Exercise:
Your output should consist of the data, copied exactly.

Entries shown:
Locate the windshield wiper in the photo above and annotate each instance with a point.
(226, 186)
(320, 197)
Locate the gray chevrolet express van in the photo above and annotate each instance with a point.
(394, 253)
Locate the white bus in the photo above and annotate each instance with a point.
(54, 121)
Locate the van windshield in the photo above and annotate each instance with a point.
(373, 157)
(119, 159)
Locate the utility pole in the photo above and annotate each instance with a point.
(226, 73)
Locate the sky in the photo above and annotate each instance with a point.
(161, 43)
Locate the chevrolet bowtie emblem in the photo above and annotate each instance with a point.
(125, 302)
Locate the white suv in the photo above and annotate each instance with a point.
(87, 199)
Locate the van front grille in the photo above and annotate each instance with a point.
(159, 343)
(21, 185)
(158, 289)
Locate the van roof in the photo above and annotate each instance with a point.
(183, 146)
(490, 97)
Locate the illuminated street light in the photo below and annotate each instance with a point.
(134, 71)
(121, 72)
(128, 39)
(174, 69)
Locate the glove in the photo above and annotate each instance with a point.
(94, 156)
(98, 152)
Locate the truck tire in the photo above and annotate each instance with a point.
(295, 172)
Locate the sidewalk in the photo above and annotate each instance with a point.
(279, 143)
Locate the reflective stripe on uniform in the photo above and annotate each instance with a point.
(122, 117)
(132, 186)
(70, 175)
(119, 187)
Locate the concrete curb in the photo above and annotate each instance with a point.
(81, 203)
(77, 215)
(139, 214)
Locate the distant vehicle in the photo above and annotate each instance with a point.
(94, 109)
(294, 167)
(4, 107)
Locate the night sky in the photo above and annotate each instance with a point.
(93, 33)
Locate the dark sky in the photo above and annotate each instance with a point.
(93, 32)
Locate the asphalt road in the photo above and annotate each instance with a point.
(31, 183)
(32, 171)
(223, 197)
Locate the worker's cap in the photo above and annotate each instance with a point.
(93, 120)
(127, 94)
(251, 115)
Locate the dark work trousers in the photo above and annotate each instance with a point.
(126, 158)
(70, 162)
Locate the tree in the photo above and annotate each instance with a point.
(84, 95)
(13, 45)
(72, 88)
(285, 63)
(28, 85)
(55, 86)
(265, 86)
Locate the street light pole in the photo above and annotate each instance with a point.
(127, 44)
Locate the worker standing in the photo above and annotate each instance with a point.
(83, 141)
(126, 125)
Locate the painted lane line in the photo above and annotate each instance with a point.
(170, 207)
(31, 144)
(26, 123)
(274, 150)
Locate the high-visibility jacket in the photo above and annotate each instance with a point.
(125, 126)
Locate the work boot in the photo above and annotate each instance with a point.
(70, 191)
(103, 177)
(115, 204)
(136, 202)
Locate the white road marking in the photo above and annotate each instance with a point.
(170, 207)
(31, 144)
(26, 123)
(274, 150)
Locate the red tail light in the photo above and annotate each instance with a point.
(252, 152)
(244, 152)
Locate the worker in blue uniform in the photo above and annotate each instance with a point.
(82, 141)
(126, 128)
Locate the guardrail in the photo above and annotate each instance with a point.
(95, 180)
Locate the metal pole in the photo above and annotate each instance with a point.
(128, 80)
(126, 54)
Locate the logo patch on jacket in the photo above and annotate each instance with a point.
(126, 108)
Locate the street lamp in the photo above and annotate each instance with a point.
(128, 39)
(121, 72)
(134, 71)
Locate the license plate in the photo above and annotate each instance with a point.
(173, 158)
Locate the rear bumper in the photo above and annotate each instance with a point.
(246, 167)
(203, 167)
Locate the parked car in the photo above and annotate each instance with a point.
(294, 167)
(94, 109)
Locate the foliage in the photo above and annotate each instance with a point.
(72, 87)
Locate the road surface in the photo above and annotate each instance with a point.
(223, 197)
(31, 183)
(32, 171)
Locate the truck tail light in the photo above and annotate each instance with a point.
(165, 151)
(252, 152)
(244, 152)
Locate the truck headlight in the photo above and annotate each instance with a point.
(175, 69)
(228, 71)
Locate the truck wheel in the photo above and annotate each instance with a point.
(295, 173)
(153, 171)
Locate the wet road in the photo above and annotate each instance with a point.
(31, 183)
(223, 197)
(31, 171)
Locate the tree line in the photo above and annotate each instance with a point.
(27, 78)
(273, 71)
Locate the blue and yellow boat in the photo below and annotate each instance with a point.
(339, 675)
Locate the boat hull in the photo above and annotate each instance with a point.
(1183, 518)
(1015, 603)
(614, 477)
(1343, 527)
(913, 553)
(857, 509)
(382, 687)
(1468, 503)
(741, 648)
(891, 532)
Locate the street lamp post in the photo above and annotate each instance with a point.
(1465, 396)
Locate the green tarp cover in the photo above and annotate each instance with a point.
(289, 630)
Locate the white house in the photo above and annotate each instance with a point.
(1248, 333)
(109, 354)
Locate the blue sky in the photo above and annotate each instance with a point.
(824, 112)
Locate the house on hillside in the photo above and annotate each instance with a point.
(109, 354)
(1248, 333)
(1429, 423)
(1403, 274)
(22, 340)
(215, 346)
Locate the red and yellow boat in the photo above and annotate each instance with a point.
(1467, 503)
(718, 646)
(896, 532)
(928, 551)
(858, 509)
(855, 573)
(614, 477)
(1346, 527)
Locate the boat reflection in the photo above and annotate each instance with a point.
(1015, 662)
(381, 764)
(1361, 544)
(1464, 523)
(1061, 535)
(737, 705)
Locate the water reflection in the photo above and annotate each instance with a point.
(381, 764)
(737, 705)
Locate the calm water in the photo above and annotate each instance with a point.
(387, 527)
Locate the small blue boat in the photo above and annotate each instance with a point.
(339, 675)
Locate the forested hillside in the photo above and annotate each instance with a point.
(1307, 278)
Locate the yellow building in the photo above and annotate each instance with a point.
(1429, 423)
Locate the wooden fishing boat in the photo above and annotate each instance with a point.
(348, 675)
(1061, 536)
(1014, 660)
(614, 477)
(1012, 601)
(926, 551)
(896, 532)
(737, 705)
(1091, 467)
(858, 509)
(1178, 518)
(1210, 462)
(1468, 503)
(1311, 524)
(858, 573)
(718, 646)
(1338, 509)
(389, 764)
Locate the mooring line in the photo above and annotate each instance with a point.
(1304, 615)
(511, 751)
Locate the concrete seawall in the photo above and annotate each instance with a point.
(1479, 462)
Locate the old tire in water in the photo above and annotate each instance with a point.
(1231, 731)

Written answer:
Locate the windshield wiper in the photo above and annotate each instance with a point.
(226, 186)
(320, 197)
Locate the gray chevrolet express van in the photo above and annotate each instance with a point.
(394, 253)
Locate the white bus in the photo above and annotate each instance with a point.
(54, 121)
Locate the van windshield in the photo above and annotate each instance with a point.
(373, 157)
(119, 159)
Locate the utility pole in the photo above and annotate each instance with a point.
(226, 73)
Locate the sky in the photo above and annotate each instance with a point.
(161, 43)
Locate the chevrolet bowtie emblem in the photo above and annotate each instance with a point.
(125, 302)
Locate the white suv in the photo above and annotate each instance with a point.
(87, 199)
Locate the van front grille in the photo above and annotate each instance with a point.
(159, 343)
(21, 185)
(158, 289)
Locate the van roof in the photo above and annotate each instance with a point.
(183, 146)
(490, 97)
Locate the illuminated street light in the photo below and annotate each instance with a point.
(134, 71)
(121, 72)
(128, 39)
(174, 69)
Locate the glove in the photo above and annotate each instance with a point.
(94, 156)
(98, 152)
Locate the truck tire in the photo above and annotate each instance with a point.
(295, 172)
Locate the sidewalk in the photo above and annotate each instance with a point.
(279, 143)
Locate the reflective stripe on uniform in the photo above and annotate each instance with a point.
(122, 117)
(132, 186)
(70, 175)
(119, 187)
Locate the concrete curb in the photo above and annotate each instance with a point.
(81, 203)
(77, 215)
(139, 214)
Locate the distant vehicle in the photo above and annotate each instance with a point.
(94, 109)
(294, 167)
(4, 107)
Locate the night sky in the photo above and annotate each instance with a point.
(93, 33)
Locate the dark sky in the photo above and annotate each instance with a point.
(93, 32)
Locate the asphalt road in the photo above and annotate each instance with a point.
(31, 183)
(32, 171)
(223, 197)
Locate the worker's cap in the photo above and annotate each instance with a point.
(93, 120)
(127, 94)
(251, 115)
Locate the dark work trousers in the photo above and annotate each instance with a point.
(126, 158)
(70, 162)
Locate the tree in the photo above and annotate each instance with a point.
(84, 95)
(13, 45)
(72, 88)
(285, 63)
(28, 85)
(55, 86)
(265, 86)
Locate the street light pole in the photo above and annotate each instance with a point.
(127, 44)
Locate the worker standing in the photo above and annotate each instance with a point.
(83, 141)
(126, 125)
Locate the painted lane line in the photo above and annotate each instance with a point.
(170, 207)
(31, 144)
(26, 123)
(274, 150)
Locate the high-visibility jacket in the photo above and annotate each instance with a point.
(125, 126)
Locate the work boot in the photo above and annotate each instance with a point.
(70, 191)
(103, 177)
(115, 204)
(136, 202)
Locate the white road marking in the photo above and annotate each instance with a point.
(170, 207)
(31, 144)
(26, 123)
(274, 150)
Locate the red tail light in the photo above and annotate each instance with a point.
(252, 152)
(244, 152)
Locate the worker in blue uniform in the photo above and annotate each instance with a point.
(82, 141)
(126, 128)
Locate the guardrail in the photo above and annotate each instance with a point.
(95, 180)
Locate the metal pole in the photo above and annotate each instance with a point.
(128, 80)
(126, 54)
Locate the logo patch on jacket in the photo above and annotate each instance with a point.
(126, 108)
Locate the street lamp in the photo above and annotate each instance with a point.
(128, 39)
(121, 72)
(134, 71)
Locate the license plate in the photo above and annotate each instance with a point.
(173, 158)
Locate the rear bumper in the photo above and annotate each instance with a point.
(246, 167)
(203, 167)
Locate the parked car in the photo above and annotate each instance with a point.
(294, 167)
(94, 109)
Locate the foliage in the photo above and annotate each instance with a point.
(72, 87)
Locate the road surface in the photo above and annotate each instance with a point.
(223, 197)
(31, 183)
(32, 171)
Locate the truck tail light in the photo above and annotate each instance with a point.
(165, 151)
(252, 152)
(244, 152)
Locate the truck headlight in the photo above and annotate each instance with a point.
(175, 69)
(228, 71)
Locate the truck wheel in the photo above and annotate each instance with a point.
(295, 173)
(153, 171)
Locate the wet road in the photo above and annotate each instance with a point.
(31, 183)
(223, 197)
(31, 171)
Locate the tree line in the photo above and annotate each instance with a point.
(27, 78)
(273, 71)
Locate the blue and yellow boat in the photo below and annotate each instance with a point.
(339, 675)
Locate the boat hull in the photo above and annotate each instance with a point.
(1183, 518)
(1015, 603)
(614, 477)
(1343, 527)
(913, 553)
(857, 509)
(382, 687)
(1468, 503)
(741, 648)
(891, 532)
Locate the street lamp post in the photo above and annotate each instance with a point.
(1465, 396)
Locate the green tarp cover in the photo above and annotate each instance with a point.
(289, 630)
Locate the white house in the photo above and annotate each instance with a point.
(1248, 333)
(109, 354)
Locate the blue sky in the photo above and annotate each instance with a point.
(824, 112)
Locate the house on hillside in the photo above and annotate each instance with a point.
(109, 354)
(1248, 333)
(1429, 423)
(1403, 274)
(22, 340)
(215, 346)
Locate the red and yellow boat in the photo above and annotate each instance with a point.
(1467, 503)
(718, 646)
(896, 532)
(928, 551)
(858, 509)
(855, 573)
(614, 477)
(1346, 527)
Locate the boat reflection in the photo above and annotate each instance with a point.
(1015, 662)
(381, 764)
(1361, 544)
(1464, 523)
(1061, 535)
(737, 705)
Locate the water reflection in the photo above and annotate each instance with a point.
(381, 764)
(737, 705)
Locate the calm water in the photo above and annotate each instance with a point.
(387, 527)
Locate the small blue boat in the photo above and annotate each instance with a point.
(339, 675)
Locate the forested hillside in the photo above and annotate each instance with a point.
(1307, 278)
Locate the yellow building in the photo above and annotate each instance with a point.
(1429, 423)
Locate the wooden fishing boat in the photo above and annotate each instance with a point.
(348, 675)
(1061, 536)
(1014, 660)
(614, 477)
(1012, 601)
(926, 551)
(896, 532)
(737, 705)
(1091, 467)
(858, 509)
(1178, 518)
(1210, 462)
(1468, 503)
(1311, 524)
(858, 573)
(718, 646)
(1338, 509)
(389, 764)
Locate the mooring line in the photo above and annotate each instance with a point.
(1304, 615)
(511, 751)
Locate the concrete seawall in the photo above and annotate each instance with a point.
(1479, 462)
Locate the old tire in water in the photo above and annotate each instance with a point.
(1231, 731)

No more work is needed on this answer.